== Records shown ==

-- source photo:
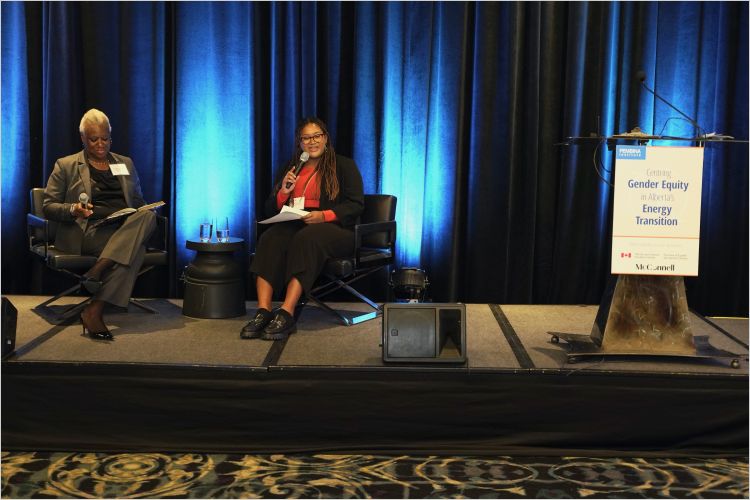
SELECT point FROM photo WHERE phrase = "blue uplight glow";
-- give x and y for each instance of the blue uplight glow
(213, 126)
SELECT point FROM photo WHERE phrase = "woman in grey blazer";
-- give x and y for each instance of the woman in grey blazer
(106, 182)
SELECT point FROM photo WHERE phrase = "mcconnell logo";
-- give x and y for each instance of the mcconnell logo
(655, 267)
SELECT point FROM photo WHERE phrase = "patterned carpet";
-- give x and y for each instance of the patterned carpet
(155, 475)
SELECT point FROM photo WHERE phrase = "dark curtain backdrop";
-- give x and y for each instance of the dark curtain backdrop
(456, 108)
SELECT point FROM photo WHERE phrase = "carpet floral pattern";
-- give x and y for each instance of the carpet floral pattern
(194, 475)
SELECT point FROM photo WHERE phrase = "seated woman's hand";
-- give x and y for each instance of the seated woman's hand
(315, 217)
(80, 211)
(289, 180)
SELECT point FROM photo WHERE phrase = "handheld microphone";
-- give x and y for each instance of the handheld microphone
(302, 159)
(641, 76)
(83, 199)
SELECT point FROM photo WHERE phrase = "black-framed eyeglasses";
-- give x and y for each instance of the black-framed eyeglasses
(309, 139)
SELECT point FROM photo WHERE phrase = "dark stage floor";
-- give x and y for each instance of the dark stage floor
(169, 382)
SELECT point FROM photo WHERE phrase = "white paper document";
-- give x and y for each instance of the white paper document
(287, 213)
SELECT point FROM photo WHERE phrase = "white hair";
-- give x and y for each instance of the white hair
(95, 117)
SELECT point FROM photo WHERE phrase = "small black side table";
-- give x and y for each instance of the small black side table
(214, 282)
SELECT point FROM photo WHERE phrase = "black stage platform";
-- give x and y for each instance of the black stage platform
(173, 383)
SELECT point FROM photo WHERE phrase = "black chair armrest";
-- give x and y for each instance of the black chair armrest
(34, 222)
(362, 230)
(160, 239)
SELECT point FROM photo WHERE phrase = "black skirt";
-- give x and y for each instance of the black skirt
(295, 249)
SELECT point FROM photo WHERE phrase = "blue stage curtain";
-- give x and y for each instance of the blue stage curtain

===
== Records shown ==

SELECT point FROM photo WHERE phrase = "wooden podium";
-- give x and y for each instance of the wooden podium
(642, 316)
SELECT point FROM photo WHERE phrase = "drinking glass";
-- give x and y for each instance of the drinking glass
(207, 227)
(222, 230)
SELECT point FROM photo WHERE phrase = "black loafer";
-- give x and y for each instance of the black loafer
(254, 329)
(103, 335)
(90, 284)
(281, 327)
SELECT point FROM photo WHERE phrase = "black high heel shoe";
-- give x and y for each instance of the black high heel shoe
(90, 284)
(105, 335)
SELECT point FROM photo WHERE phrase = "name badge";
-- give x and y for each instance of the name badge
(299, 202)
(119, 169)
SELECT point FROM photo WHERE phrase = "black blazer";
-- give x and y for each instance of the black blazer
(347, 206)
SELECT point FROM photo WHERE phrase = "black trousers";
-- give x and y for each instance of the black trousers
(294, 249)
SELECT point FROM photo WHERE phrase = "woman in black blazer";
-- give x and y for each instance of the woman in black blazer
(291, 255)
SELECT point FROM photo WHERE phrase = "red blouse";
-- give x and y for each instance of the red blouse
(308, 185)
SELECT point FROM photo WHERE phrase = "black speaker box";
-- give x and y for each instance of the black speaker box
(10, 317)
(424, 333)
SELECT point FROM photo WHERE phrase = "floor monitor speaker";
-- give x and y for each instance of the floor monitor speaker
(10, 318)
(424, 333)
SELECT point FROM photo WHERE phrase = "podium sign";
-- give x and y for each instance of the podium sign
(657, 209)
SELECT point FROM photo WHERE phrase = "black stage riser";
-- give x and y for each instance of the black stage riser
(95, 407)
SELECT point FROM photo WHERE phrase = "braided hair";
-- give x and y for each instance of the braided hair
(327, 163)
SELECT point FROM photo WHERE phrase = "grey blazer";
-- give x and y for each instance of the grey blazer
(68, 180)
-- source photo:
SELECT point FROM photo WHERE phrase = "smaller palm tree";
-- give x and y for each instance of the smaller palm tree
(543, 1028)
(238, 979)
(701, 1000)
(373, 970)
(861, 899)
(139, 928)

===

**Aim of the task:** Give back, word for word, only the lines above from the line holding "the black chair armrest" to the line holding "the blue stage curtain", both included.

**Solution for this problem:**
-- give x and y for each instance of the black chair armrest
(34, 222)
(362, 230)
(160, 239)
SELECT point FROM photo WHERE phrase = "black skirt";
-- give x and y for each instance of the black skirt
(295, 249)
SELECT point FROM photo WHERE phrase = "blue stage curtain";
-- give x and y for each instance of the blue stage curtain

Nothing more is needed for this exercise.